Work instructions:
#1 Reproduce verbatim the passage of the hemophilia essay from "I remember being" up to and including "I’m a survivor!".
#2 According to the hemophilia essay, why was the writer's first heart attack at 38 surprising? Answer in one to three sentences.
#3 For each statement, state whether the hemophilia essay supports it (yes or no), and quote the words from the essay that decide it: (a) The writer contracted HIV through tainted clotting factor. (b) The writer grew up in a rural county in upstate New York. (c) The writer's right knee was first replaced at age 30.

Text shown:
Living My Best Life Ever!

By Wayne Cook


In 1966 when I was five, I spent over a month in the hospital after having my tonsils removed. I was diagnosed with severe factor IX hemophilia.

I remember being in the room when the doctor told my mother the outcome of the tests and the prognosis of my life expectancy. She was told I would be lucky if I lived to see the age of 20. Well, here I am at 61 and going strong! I wish that doctor was still around so I could show him I’m a survivor!


I grew up in a very rural county in upstate New York where we weren’t afforded the education or the treatment options available for people with hemophilia. When I got hurt, I was taken to the hospital, and I received doses of fresh frozen plasma and spent lots of time there healing. I’m not sure my parents fully understood hemophilia or if they had just decided they wanted me to live a regular, albeit shortened, life. Despite the problems, my parents let me live a typical life. I did things all kids did and played just like everyone else.

As I grew older, I started to learn how serious my hemophilia was. I sought education, learned a lot, and began to get involved in the hemophilia community. I learned how to advocate for myself and how to become an advocate for others with hemophilia too. As the years went by, I realized how badly bleeding episodes had affected my joints. At only 28, I had my right knee replaced. At thirty, my left knee was replaced. 

Although I contracted hepatitis C through tainted clotting factor, by some miracle I was lucky enough to not contract HIV.

However, along with depression, I have experienced plenty of other health challenges through the years: at 38, I suffered my first heart attack and spent two weeks in the hospital and eight weeks out of work. There wasn’t a family history of heart disease, so it was surprising. It was also difficult for the doctors to work out how to use blood thinners for my heart while treating my hemophilia. 

At 45 and 46, I had each of my knees replaced for the second time. Around this same time, I also went through countless treatments for hepatitis C. It almost took my life due to the toxicity of the treatment, but finally I was able to beat the virus. Unfortunately, at 50, I suffered two more heart attacks, and at 55, I developed diabetes. Then at 60, I was diagnosed with cirrhosis of the liver developing from the hepatitis C. I took a week to pity myself and then, like always, put my foot down and said, “This isn’t going to beat me either!”

Data extract:

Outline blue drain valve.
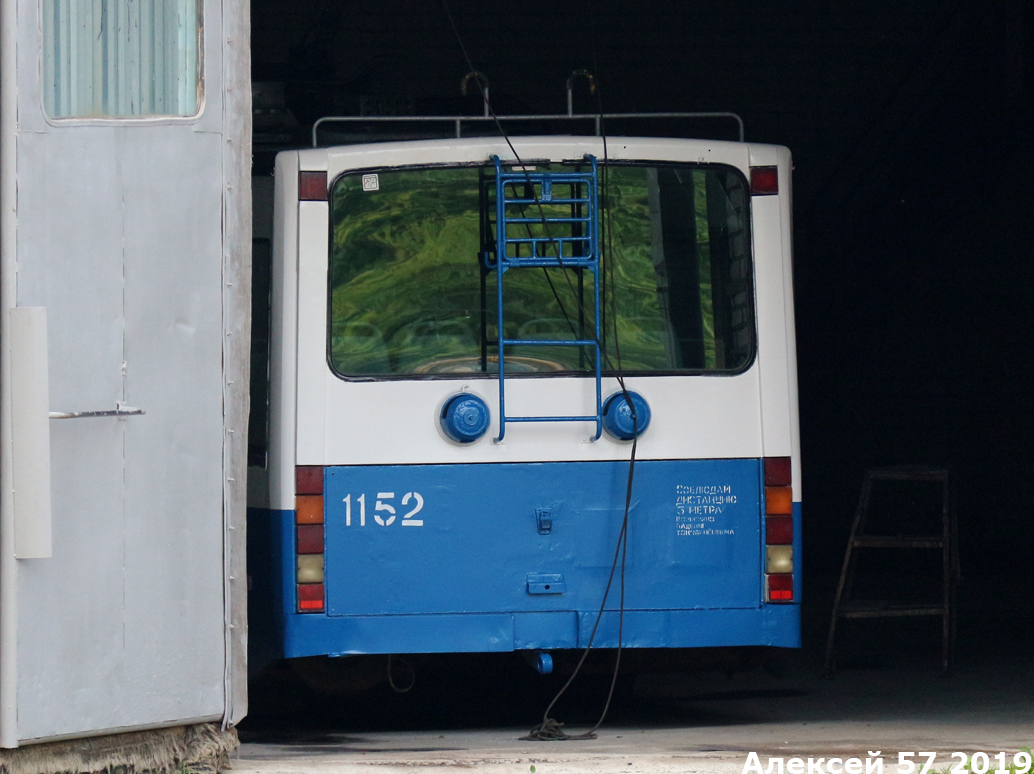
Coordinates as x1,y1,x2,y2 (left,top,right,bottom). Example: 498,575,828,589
438,393,491,443
603,390,650,441
524,650,553,675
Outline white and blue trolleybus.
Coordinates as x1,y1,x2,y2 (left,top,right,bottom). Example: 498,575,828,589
249,129,800,658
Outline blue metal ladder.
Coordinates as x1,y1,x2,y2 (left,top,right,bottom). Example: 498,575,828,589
486,156,603,443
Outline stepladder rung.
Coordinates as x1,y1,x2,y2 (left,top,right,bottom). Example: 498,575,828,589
483,156,603,442
825,466,959,674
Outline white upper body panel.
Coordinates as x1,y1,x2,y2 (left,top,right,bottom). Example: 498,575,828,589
270,136,799,508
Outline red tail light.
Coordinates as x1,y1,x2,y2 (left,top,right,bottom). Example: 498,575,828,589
768,575,793,602
298,172,327,202
298,583,324,613
764,452,796,602
751,166,779,196
295,465,326,613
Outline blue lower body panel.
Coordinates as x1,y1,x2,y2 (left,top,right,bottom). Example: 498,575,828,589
254,460,800,657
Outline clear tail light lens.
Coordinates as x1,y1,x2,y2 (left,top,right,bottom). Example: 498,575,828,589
764,457,794,602
295,465,326,613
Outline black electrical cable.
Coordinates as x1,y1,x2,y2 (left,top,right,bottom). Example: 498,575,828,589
440,0,639,741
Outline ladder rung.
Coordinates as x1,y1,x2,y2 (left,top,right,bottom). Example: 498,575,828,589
837,601,945,618
493,255,597,271
506,233,589,245
507,213,589,223
851,535,944,549
503,339,596,346
503,198,589,208
507,415,599,422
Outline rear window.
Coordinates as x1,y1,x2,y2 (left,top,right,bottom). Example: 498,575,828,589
328,163,755,378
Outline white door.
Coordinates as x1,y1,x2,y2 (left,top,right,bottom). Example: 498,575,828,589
0,0,250,747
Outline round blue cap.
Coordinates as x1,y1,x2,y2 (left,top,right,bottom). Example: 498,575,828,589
439,393,490,443
603,390,649,441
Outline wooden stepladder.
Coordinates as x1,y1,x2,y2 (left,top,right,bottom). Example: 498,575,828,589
825,466,959,675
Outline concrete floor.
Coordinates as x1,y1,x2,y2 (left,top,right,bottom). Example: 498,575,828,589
234,578,1034,774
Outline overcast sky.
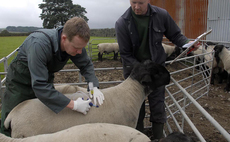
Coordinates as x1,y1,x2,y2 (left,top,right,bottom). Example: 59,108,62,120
0,0,130,29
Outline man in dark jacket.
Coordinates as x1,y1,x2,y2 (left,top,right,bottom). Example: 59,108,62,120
115,0,198,139
1,17,104,136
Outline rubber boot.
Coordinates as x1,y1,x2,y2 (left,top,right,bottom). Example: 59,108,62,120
151,122,164,142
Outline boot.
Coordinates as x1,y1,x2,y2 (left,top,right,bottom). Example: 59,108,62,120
151,122,164,140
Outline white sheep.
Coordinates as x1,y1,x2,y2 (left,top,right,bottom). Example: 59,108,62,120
192,44,223,84
97,43,119,61
4,61,170,138
162,43,181,61
0,123,150,142
214,45,230,91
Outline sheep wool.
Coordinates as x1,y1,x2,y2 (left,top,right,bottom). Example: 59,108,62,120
0,123,150,142
4,61,170,138
214,45,230,91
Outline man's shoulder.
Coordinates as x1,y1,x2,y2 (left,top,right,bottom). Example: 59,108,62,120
150,5,167,14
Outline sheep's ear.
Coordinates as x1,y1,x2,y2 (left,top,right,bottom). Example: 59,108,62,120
140,75,152,86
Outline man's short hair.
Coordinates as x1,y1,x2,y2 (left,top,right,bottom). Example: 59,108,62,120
63,17,90,42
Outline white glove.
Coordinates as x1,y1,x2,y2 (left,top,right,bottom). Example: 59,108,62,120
73,98,91,115
89,87,105,105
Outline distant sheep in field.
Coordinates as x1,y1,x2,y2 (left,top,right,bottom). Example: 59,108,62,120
0,123,150,142
4,61,170,138
97,43,119,61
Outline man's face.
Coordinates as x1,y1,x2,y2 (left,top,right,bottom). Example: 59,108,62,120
62,35,87,56
130,0,150,15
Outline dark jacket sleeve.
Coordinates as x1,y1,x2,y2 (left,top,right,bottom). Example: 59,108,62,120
164,11,188,47
115,17,138,66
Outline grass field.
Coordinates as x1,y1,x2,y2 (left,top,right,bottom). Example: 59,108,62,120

Results for the exercise:
#1
I remember being in the room when the doctor told my mother the outcome of the tests and the prognosis of my life expectancy. She was told I would be lucky if I lived to see the age of 20. Well, here I am at 61 and going strong! I wish that doctor was still around so I could show him I’m a survivor!

#2 It was surprising because the writer's family had no history of heart disease.

#3
(a) No: "by some miracle I was lucky enough to not contract HIV."
(b) Yes: "I grew up in a very rural county in upstate New York"
(c) No: "At only 28, I had my right knee replaced."